#### DATA LISTING
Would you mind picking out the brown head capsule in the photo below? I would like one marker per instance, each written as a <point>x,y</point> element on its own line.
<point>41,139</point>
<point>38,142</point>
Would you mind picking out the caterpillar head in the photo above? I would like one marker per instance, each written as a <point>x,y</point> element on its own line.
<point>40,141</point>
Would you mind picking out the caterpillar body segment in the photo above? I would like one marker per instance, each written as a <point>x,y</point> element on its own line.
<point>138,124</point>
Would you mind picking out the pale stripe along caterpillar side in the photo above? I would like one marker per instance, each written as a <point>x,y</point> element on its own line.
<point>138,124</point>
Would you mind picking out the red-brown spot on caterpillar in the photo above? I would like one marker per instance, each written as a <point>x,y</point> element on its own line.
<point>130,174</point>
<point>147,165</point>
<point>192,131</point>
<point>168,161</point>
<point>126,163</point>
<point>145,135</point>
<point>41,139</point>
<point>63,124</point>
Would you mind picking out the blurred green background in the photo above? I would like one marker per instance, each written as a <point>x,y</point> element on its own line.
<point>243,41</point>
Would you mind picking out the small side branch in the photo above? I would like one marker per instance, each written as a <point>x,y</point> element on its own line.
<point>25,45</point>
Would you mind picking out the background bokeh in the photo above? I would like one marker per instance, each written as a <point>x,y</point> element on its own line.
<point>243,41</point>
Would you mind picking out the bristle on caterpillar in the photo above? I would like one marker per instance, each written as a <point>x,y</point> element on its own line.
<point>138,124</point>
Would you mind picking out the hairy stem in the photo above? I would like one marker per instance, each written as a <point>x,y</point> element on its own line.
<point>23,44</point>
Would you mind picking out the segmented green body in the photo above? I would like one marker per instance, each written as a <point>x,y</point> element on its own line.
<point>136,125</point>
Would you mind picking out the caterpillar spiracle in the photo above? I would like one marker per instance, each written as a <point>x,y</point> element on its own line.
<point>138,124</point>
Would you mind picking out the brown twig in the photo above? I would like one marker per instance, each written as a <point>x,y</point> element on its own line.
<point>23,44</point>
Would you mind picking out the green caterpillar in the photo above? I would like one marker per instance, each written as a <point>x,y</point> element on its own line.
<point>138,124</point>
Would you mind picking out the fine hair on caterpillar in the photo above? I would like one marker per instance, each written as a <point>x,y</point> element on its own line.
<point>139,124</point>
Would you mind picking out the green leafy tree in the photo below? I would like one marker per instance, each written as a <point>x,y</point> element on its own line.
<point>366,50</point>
########
Write the complete data out, exactly as above.

Would you mind picking out the brown head capsule in the photo below? I would like one marker per instance, each written as a <point>x,y</point> element on its own line.
<point>41,139</point>
<point>38,142</point>
Would you mind picking out the caterpillar head in the photo above? I would like one marker per instance, each written as a <point>x,y</point> element on its own line.
<point>40,141</point>
Would you mind picking out the caterpillar body segment in the photo above? I would like one marker per instance, each written as a <point>x,y</point> element on its own line.
<point>138,124</point>
Would you mind picking out the pale stripe along caterpillar side in the photo above? I would like one marker per instance, each written as a <point>x,y</point> element on its own line.
<point>138,124</point>
Would you mind picking out the red-brown spot on caterpillar in the photo above? I would like one marker per instance, each written as a <point>x,y</point> element on its own line.
<point>130,174</point>
<point>147,165</point>
<point>192,131</point>
<point>168,161</point>
<point>126,163</point>
<point>145,135</point>
<point>41,139</point>
<point>63,124</point>
Would you mind picking out the blurred green background in the photo above? I would like one marker per instance, each written as a <point>x,y</point> element on its own line.
<point>243,41</point>
Would you mind picking out the small side branch in the photo above? I would like one marker per instance, each written as a <point>x,y</point> element on its own line.
<point>25,45</point>
Would you mind picking out the background bokeh in the photo above? I would like one marker per instance, each written as a <point>x,y</point> element on its own line.
<point>243,41</point>
Would you mind picking out the bristle on caterpillar in the photo above? I would like one marker per instance, each written as a <point>x,y</point> element on its own line.
<point>138,124</point>
Would you mind picking out the hairy stem in the photo above? I would like one marker per instance, each written as a <point>x,y</point> element on its own line.
<point>23,44</point>
Would you mind picking out the segmented green body in the photo above? I would like one marker per instance, each written as a <point>x,y</point> element on its own line.
<point>136,125</point>
Would you mind picking out the caterpillar spiracle in the photo above? I would like one marker per instance, each written as a <point>x,y</point> element on its own line.
<point>138,124</point>
Would you mind picking out the brown twig in the photo above? I would like one marker per instance, each written as a <point>x,y</point> element on its own line.
<point>23,44</point>
Would you mind picking out the green caterpillar in the photo above? I would like one marker per instance, each written as a <point>x,y</point> element on its own line.
<point>138,124</point>
Would you mind picking out the fine hair on caterpillar in the photo above? I would like one marker per instance, each written as a <point>x,y</point> element on its own line.
<point>139,124</point>
Would you mind picking out the green leafy tree in the photo below? I would like one marker per instance, each written as a <point>x,y</point> element on its own line.
<point>366,50</point>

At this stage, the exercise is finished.